**Directions for this task:** Could you repeat the records below exactly, leaving out any pictures?

**Dataset items:**
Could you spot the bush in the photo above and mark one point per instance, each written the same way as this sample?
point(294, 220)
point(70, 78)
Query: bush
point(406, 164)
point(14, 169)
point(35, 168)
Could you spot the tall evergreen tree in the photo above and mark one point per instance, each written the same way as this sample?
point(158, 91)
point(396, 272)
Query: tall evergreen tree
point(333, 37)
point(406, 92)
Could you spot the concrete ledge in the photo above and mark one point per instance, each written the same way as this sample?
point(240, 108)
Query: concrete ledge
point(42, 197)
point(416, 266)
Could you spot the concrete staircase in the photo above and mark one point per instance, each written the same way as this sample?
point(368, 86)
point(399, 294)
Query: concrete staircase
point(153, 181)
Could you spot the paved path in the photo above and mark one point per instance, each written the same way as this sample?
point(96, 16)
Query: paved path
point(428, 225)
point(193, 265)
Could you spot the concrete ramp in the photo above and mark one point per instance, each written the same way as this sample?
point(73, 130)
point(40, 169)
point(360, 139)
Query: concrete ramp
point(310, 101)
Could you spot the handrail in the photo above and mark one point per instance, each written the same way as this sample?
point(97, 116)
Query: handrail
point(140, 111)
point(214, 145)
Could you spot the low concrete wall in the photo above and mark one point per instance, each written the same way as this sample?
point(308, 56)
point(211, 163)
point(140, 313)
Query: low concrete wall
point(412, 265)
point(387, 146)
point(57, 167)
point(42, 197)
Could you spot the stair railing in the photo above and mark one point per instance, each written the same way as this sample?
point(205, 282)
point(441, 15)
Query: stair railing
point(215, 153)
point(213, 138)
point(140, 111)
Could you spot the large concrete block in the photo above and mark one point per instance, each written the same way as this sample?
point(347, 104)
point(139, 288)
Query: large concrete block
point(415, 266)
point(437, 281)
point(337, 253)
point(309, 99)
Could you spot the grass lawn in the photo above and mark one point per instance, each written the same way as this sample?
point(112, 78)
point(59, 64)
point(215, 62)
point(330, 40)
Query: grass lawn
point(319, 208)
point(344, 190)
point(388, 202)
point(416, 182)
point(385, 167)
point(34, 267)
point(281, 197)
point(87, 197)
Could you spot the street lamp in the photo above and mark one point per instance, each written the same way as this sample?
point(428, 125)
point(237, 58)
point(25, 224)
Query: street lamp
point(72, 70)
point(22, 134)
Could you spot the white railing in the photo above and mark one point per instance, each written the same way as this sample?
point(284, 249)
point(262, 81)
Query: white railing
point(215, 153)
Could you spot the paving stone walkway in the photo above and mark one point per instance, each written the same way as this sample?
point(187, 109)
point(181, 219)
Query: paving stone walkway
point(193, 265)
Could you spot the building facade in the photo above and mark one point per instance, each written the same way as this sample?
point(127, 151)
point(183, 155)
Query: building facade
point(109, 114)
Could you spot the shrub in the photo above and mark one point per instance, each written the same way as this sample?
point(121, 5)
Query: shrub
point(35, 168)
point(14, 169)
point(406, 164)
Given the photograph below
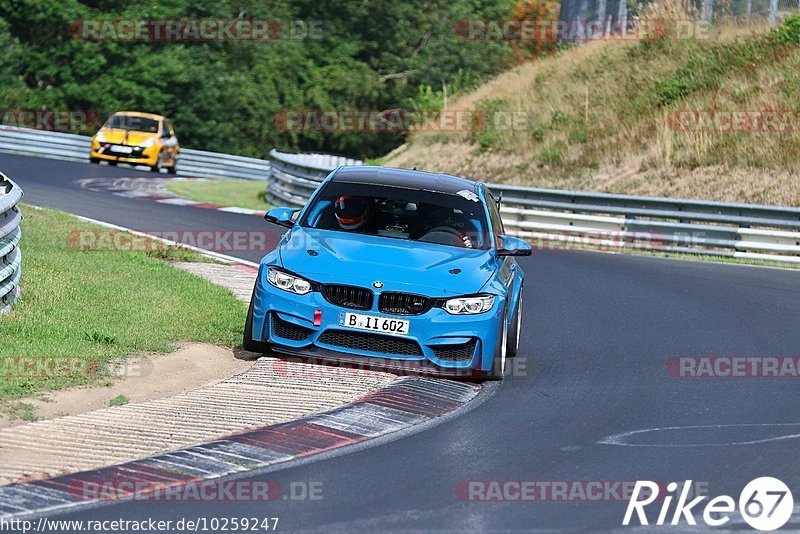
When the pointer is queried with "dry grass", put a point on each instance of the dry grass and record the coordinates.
(599, 117)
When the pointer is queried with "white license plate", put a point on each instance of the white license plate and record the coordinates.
(373, 323)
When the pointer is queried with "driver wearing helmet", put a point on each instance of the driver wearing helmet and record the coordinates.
(351, 212)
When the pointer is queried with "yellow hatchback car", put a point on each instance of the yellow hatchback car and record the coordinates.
(138, 139)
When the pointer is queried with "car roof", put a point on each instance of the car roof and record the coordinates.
(413, 179)
(140, 114)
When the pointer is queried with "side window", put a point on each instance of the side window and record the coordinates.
(494, 215)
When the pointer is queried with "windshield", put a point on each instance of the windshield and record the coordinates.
(127, 122)
(399, 213)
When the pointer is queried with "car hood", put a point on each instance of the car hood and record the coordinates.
(117, 136)
(353, 259)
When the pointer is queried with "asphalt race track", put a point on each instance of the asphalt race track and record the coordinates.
(598, 332)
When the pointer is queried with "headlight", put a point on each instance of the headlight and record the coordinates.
(288, 282)
(469, 305)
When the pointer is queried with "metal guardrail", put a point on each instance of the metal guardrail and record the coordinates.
(74, 147)
(10, 254)
(554, 219)
(549, 218)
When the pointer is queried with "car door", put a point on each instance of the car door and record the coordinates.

**Worked solution:**
Could you spot the bush in the photo above and mark one point per instance, each written the same way as this sample?
point(294, 220)
point(70, 78)
Query: bush
point(406, 164)
point(14, 169)
point(35, 168)
Could you spot the tall evergreen tree in the photo above and mark one point per instance, each written the same way as this sample?
point(158, 91)
point(396, 272)
Query: tall evergreen tree
point(333, 37)
point(406, 92)
Could you spot the concrete ledge in the photo above and mark one point per instance, each written the same way as this sample?
point(240, 108)
Query: concrete ledge
point(42, 197)
point(416, 266)
Could you spot the concrete staircase in the photo above and mark one point per instance, each written the same way as this sample?
point(368, 86)
point(399, 294)
Query: concrete staircase
point(153, 181)
Could you spot the paved path in the photo above and mark one point per instance, each written the same way as this sample?
point(96, 16)
Query: paved path
point(428, 225)
point(193, 265)
Could you spot the concrete ramp in the photo above and mark one point per instance, each written the same way as this sample?
point(73, 130)
point(40, 169)
point(360, 139)
Query: concrete ramp
point(310, 101)
Could you spot the handrail in the photo above and mark one point per instance, each written the same way as this sample?
point(97, 116)
Query: handrail
point(140, 111)
point(214, 145)
Could you spot the low concrete wall in the photo above and mark one point per instance, each written the same way as this sample?
point(308, 56)
point(211, 163)
point(140, 313)
Query: low concrete wall
point(412, 265)
point(387, 146)
point(57, 167)
point(42, 197)
Could you spot the stair railing in the photo above and mark one point per instance, each written the same way as this sample?
point(205, 282)
point(441, 15)
Query: stair railing
point(215, 153)
point(213, 138)
point(140, 111)
Could you spot the large concrete block in the photo above and mark one point per instance, each written the same way as this sample?
point(347, 104)
point(139, 288)
Query: large concrete block
point(415, 266)
point(437, 281)
point(337, 253)
point(309, 99)
Could you spot the grass lawn in the photo above and mark one point per instance, each written the same way as this sample?
point(112, 78)
point(59, 64)
point(215, 62)
point(330, 40)
Query: grass lawn
point(319, 208)
point(344, 190)
point(388, 202)
point(416, 182)
point(385, 167)
point(34, 267)
point(281, 197)
point(87, 197)
Could you spot the street lamp in the photo above and mark one point per instance, each written the same way as this sample?
point(428, 125)
point(237, 58)
point(25, 224)
Query: street lamp
point(72, 70)
point(22, 134)
Could you spot the white railing in the photo above and mark one point per instance, each written the same way as this sample?
point(284, 249)
point(262, 81)
Query: white railing
point(215, 153)
Could you spot the paving stone walkway in the photo above and mark one point per instance, each written the same way as this sample?
point(187, 109)
point(181, 219)
Query: paving stone walkway
point(193, 265)
Could you spot the building facade in the photo above and mark one point per instance, each written the same way as this sample?
point(127, 151)
point(183, 155)
Query: building facade
point(109, 114)
Could you spot the shrub in the photo above and mark one point per instance, each written the same way as this sample?
point(121, 5)
Query: shrub
point(35, 168)
point(14, 169)
point(406, 164)
Given the photograph below
When the pointer is queried with "dry grass", put a point on each instance of the dry grass and record the coordinates.
(599, 117)
When the pointer is queried with "white license plate", put a point on each instance of the white license plate and record the coordinates.
(373, 323)
When the pointer is queried with "driver wearing helmet", put a point on each instance of the driver wearing helmet and record the coordinates.
(351, 212)
When the pointer is queried with "yellow hatchback car", put a point on each instance of the yellow hatchback car and record the coordinates.
(138, 139)
When the pointer is queried with "car roof", put a point on each instance of the car roof and record the coordinates.
(413, 179)
(140, 114)
When the pointer is queried with "side window", put a point on each instance of the side window and record the coordinates.
(494, 215)
When the pointer is queried with "windshield", put a point on each instance of the windshield and record the coordinates.
(127, 122)
(399, 213)
When the pointer is queried with "car hood", put a point on each instance of the car hood and record the coordinates.
(117, 136)
(353, 259)
When the pointer is queried with "asphalt race track", put a point on each instance of the asphalt race track and record the coordinates.
(598, 332)
When the pointer is queried with "headlight", put a point on each instance of the headlight and record the coordinates.
(288, 282)
(469, 305)
When the pointer is queried with "metal guardrail", put a point on each instance of the metal guardrail and record the coordinates.
(74, 147)
(10, 254)
(554, 219)
(549, 218)
When the pointer is queried with "car door", put a point on each instance of the car door and record the coordinates.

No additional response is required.